• [Aim of the task]
Here are the records. Write out exactly the lines between the one holding "Target: black sunglasses" and the one holding "pixel 143 151.", inclusive.

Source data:
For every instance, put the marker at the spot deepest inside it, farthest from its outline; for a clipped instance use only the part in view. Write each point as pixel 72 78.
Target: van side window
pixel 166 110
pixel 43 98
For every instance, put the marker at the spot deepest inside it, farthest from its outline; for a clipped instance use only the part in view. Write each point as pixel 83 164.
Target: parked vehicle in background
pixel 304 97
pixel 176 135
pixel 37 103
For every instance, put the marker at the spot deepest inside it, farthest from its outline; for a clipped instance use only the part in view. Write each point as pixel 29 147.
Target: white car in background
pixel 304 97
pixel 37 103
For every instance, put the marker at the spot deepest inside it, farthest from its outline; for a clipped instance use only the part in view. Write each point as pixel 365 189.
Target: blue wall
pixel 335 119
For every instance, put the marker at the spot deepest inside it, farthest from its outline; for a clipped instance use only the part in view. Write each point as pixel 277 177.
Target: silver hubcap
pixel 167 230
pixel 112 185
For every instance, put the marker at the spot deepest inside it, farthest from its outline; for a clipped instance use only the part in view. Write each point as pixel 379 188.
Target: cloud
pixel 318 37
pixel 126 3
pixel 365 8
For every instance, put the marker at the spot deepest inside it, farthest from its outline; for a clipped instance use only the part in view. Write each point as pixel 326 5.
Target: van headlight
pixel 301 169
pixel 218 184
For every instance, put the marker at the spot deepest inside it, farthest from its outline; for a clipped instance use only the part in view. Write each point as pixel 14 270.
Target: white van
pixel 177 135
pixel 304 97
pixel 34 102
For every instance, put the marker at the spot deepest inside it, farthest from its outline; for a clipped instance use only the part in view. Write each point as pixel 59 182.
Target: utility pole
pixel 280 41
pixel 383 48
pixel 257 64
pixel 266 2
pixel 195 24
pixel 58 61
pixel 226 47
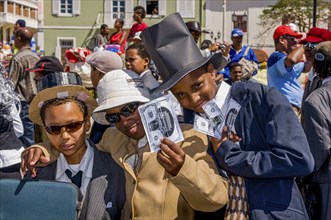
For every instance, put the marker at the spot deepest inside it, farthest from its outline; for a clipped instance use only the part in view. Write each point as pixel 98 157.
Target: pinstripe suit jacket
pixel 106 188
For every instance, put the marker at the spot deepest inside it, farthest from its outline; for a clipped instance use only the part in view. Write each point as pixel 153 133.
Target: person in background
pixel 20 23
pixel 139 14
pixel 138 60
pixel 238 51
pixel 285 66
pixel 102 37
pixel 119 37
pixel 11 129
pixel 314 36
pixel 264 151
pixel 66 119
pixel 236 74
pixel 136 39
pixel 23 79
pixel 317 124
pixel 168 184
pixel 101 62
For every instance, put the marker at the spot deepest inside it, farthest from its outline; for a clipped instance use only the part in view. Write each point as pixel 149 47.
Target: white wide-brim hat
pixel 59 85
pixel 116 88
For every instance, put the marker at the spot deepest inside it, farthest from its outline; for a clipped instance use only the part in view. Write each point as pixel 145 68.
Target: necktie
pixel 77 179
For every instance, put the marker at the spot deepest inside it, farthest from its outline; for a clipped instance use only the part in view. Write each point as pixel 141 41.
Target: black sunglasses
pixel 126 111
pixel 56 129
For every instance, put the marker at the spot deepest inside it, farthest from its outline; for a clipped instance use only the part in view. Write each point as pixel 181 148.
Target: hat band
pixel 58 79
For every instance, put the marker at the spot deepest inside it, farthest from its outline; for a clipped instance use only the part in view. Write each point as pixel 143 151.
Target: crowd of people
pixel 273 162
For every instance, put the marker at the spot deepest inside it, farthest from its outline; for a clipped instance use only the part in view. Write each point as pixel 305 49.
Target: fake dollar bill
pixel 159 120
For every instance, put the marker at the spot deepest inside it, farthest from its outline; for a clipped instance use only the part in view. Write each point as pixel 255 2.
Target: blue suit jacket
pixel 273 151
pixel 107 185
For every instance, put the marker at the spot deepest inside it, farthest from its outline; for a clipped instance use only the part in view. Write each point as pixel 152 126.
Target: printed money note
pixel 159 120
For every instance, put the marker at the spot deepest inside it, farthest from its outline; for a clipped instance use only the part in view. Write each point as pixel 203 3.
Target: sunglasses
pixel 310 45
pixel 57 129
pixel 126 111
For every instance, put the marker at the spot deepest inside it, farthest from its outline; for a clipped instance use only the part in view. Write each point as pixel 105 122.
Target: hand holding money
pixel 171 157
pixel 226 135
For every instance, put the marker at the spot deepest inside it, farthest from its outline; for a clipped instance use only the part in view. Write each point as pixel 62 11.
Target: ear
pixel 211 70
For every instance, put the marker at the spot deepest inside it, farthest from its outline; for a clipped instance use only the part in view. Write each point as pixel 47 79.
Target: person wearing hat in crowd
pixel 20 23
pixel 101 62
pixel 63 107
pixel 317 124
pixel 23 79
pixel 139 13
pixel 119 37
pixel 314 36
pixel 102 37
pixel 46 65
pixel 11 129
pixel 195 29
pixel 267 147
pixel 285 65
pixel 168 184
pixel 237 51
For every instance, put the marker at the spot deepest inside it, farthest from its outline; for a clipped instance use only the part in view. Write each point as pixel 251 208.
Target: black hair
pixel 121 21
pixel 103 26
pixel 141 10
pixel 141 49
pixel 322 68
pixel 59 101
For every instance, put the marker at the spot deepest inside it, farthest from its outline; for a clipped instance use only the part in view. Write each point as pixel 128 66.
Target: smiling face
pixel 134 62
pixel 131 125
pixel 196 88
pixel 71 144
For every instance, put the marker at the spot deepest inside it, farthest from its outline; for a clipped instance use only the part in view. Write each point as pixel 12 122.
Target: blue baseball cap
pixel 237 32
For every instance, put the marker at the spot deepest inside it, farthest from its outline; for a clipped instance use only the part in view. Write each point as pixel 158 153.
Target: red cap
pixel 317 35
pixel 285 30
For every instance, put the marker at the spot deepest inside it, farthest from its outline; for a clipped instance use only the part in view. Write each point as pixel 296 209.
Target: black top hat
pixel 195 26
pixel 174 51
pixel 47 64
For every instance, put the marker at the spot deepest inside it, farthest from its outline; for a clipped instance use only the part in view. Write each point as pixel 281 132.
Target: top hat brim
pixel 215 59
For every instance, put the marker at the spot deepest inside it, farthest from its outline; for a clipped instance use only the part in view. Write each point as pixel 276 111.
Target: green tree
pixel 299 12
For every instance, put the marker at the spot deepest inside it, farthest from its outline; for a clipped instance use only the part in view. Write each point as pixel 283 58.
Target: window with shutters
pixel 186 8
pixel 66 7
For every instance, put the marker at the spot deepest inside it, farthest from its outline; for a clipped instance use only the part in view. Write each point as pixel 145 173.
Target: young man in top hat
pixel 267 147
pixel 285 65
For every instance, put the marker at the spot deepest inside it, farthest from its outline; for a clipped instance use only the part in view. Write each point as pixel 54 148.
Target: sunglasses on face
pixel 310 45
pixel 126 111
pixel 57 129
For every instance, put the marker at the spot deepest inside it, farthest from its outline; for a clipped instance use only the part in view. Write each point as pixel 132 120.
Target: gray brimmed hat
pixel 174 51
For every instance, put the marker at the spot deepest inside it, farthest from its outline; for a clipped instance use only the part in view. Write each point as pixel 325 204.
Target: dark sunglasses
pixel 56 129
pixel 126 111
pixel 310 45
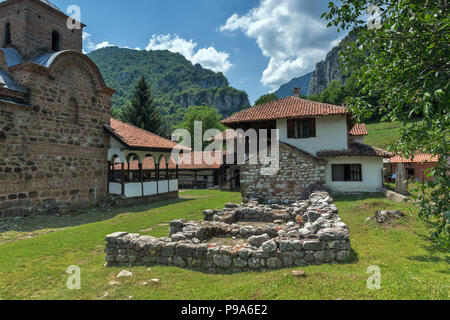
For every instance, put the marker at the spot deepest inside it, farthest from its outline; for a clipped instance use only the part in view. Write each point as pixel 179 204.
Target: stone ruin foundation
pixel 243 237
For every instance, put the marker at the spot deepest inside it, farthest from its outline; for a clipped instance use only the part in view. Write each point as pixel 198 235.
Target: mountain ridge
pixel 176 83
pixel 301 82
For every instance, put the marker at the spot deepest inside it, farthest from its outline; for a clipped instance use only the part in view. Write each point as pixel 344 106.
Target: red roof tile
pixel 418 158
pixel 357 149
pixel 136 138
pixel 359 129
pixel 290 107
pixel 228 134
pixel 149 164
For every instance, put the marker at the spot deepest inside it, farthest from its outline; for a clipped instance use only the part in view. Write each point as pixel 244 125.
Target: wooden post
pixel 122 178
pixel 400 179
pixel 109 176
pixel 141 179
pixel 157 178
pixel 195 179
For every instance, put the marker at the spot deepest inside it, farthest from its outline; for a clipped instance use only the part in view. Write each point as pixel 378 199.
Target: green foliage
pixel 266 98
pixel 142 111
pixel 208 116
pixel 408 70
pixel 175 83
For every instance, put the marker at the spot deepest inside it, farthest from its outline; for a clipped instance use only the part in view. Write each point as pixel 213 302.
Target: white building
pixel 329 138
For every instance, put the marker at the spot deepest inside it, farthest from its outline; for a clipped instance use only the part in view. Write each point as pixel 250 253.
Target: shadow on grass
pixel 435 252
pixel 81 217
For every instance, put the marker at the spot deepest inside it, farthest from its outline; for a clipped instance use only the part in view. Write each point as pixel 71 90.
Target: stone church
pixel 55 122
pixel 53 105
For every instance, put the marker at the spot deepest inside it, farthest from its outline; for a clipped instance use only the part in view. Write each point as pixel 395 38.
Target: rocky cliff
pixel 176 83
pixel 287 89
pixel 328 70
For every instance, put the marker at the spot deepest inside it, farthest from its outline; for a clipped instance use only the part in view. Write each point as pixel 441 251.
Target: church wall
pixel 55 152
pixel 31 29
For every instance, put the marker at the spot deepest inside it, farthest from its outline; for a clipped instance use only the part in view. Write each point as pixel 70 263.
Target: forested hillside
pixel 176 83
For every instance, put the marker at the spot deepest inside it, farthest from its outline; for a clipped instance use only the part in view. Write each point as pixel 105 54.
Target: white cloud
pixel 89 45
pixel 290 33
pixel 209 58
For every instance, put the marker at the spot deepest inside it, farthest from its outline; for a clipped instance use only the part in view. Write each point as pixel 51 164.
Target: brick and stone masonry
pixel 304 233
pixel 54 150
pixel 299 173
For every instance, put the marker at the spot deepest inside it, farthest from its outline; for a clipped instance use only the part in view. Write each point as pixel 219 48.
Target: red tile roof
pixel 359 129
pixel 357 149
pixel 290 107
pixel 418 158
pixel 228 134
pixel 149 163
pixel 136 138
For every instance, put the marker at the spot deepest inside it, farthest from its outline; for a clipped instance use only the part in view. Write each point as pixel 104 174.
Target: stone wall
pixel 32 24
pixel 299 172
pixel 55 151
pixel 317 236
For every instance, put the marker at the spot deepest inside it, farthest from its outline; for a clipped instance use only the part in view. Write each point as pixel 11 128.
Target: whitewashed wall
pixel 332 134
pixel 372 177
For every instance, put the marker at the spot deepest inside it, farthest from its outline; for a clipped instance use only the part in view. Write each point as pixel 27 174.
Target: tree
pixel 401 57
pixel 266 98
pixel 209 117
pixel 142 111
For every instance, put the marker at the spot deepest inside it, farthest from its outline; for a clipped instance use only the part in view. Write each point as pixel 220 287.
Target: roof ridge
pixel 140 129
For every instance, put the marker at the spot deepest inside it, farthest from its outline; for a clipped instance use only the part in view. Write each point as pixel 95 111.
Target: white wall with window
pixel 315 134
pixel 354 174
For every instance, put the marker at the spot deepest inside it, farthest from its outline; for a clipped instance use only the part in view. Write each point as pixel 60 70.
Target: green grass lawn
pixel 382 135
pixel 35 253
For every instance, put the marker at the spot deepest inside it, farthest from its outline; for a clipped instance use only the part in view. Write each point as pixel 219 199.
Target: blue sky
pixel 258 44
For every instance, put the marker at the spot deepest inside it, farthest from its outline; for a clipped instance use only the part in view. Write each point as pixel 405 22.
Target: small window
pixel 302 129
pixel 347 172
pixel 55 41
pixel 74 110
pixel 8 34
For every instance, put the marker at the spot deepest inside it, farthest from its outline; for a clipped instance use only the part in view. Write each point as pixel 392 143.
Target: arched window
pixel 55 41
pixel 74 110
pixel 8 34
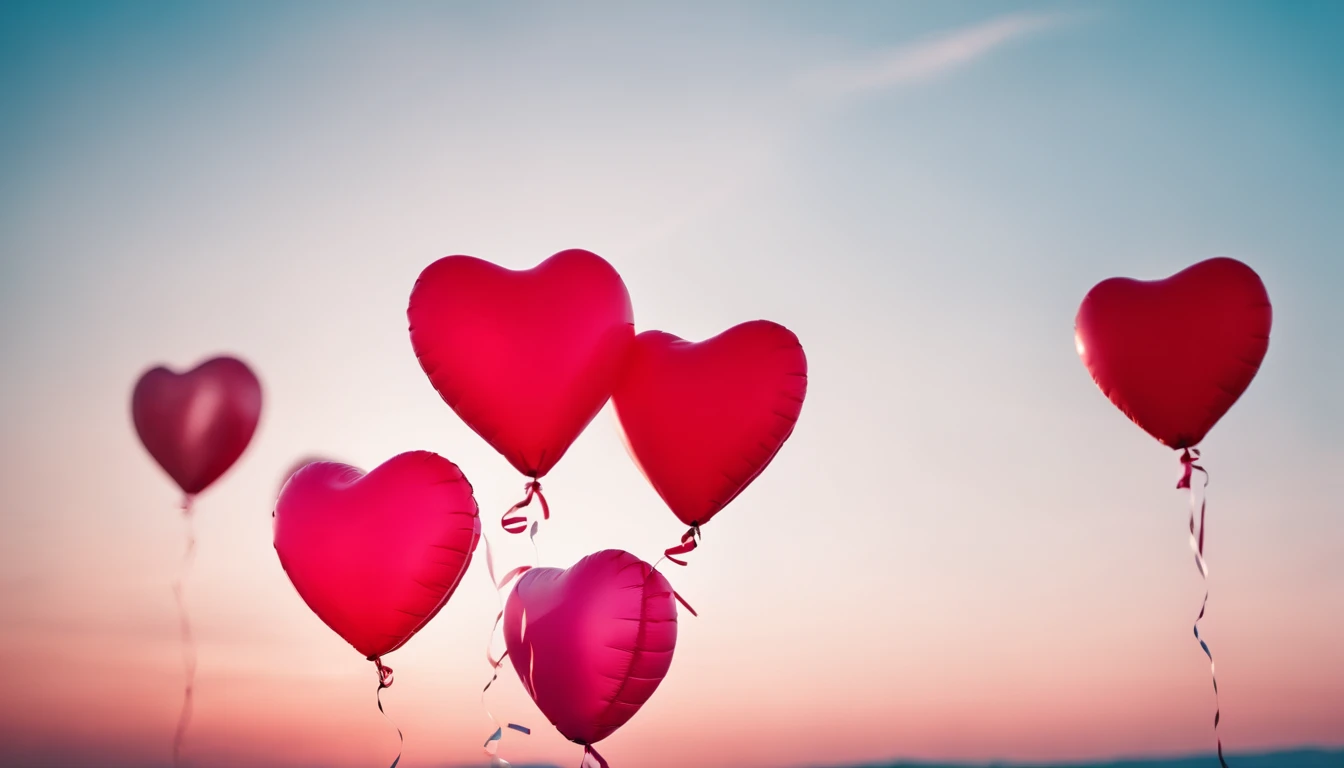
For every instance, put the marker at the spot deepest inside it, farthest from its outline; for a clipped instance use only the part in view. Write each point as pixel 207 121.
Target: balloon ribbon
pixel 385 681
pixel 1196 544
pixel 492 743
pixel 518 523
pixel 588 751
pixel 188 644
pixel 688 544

• [Your response]
Target: black sunglasses
pixel 126 111
pixel 56 129
For every instance, put the marker at the spot deepest inside it, farthest from its outline; for a clipped instance use only the part in view. Write each point as pixel 181 148.
Target: hat band
pixel 58 79
For every instance, put the marker at the spot deepest inside it, farthest from its outline; for a clipped instance use only the part in view. Write each point as pixel 143 151.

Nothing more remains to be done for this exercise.